This work was presented in part at the annual meeting of the German Society of Surgery, Surgical Forum 2008, Berlin, and was published as Best of Abstracts in Langenbeck’s Archives of Surgery (Langenbecks Arch Surg (2008) 393:281–287).

Abstract

Background

Fast-track recovery programs have led to reduced patient morbidity and mortality after major surgery. In terms of elective open infrarenal aneurysm repair, no evidence is available about such programs. To address this issue, we have conducted a randomized prospective pilot study.

Methods

The study involved prospective randomization of 101 patients with the indication for elective open aneurysm repair in a traditional and a fast-track treatment arm. The basic fast-track elements were no bowel preparation, reduced preoperative fasting, patient-controlled epidural analgesia (PCEA), enhanced postoperative feeding, and postoperative mobilization. Morbidity and mortality, need for postoperative mechanical ventilation, length of stay (LOS) in the intensive care unit (ICU) and total length of postoperative hospital stay were analyzed in terms of an intention to treat.

Results

Demographic data for the two groups were similar. In the fast-track group the need for postoperative ventilation was significantly lower (6.1% versus 32%; p = 0.002), the median LOS on ICU did not significantly differ (20 h versus 32 h; p = 0.183), full enteral feeding was achieved significantly earlier (5 versus 7 days; p < 0.0001), and the rate of postoperative medical complications—gastrointestinal, cardiac, pulmonary, renal, and infective—was significantly lower (16% versus 36%; p = 0.039). The postoperative hospital stay was significantly shorter in the fast-track group (10 days versus 11 days; p = 0.016); the mortality rate in both groups was 0%.

§ **APPLY WHAT YOU READ**
• 1. Repeat word for word the part of the aneurysm repair abstract starting at "This work was" and ending at "prospective pilot study.".
• 2. Turn the paragraph of the aneurysm repair abstract that begins "The study involved prospective randomization" into a short bulleted list that keeps its main facts.

§ **RECORDS SHOWN**
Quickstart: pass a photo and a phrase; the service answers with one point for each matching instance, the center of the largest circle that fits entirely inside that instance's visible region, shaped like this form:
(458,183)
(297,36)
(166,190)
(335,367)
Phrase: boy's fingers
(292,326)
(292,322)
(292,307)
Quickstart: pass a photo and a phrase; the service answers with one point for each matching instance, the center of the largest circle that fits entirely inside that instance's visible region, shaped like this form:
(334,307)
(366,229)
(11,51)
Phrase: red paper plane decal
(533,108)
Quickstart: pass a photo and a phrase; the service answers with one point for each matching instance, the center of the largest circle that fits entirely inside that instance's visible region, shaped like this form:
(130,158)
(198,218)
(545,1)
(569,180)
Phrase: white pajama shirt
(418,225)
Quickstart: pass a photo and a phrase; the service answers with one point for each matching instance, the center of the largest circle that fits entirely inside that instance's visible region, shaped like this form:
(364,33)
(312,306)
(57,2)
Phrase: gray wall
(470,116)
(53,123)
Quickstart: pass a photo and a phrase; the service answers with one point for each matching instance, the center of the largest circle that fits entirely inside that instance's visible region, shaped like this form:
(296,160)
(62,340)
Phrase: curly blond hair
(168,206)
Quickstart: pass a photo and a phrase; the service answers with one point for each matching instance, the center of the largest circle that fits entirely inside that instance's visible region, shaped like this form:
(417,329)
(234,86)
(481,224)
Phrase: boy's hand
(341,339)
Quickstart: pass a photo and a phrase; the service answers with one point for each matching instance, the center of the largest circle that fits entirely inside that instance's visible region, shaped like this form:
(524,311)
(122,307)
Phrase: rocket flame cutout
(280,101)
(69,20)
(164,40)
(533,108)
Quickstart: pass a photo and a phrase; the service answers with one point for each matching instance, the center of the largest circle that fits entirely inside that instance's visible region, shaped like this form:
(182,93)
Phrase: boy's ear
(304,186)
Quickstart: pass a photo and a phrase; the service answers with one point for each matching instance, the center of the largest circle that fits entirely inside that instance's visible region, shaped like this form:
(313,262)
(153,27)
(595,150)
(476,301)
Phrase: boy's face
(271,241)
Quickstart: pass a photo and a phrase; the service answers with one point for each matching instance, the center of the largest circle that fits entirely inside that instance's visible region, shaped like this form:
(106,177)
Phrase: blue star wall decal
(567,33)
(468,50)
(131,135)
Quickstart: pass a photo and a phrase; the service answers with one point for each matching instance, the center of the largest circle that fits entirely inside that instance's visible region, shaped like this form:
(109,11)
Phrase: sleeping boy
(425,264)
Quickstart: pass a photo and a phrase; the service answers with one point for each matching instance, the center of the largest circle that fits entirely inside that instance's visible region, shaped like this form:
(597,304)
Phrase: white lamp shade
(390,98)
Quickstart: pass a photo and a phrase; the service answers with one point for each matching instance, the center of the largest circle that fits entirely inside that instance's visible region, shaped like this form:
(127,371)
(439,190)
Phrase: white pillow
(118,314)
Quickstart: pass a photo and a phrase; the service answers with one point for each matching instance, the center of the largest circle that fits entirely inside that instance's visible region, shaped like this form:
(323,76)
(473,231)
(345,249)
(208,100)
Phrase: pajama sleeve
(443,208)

§ **SOLUTIONS TO EACH TASK**
• 1.
This work was presented in part at the annual meeting of the German Society of Surgery, Surgical Forum 2008, Berlin, and was published as Best of Abstracts in Langenbeck’s Archives of Surgery (Langenbecks Arch Surg (2008) 393:281–287).

Abstract

Background

Fast-track recovery programs have led to reduced patient morbidity and mortality after major surgery. In terms of elective open infrarenal aneurysm repair, no evidence is available about such programs. To address this issue, we have conducted a randomized prospective pilot study.

• 2.
- Design: prospective randomization of 101 patients indicated for elective open aneurysm repair into a traditional arm and a fast-track arm
- Fast-track elements: no bowel preparation, reduced preoperative fasting, patient-controlled epidural analgesia (PCEA), enhanced postoperative feeding, postoperative mobilization
- Outcomes analyzed (intention to treat): morbidity and mortality, need for postoperative mechanical ventilation, ICU length of stay, total postoperative hospital stay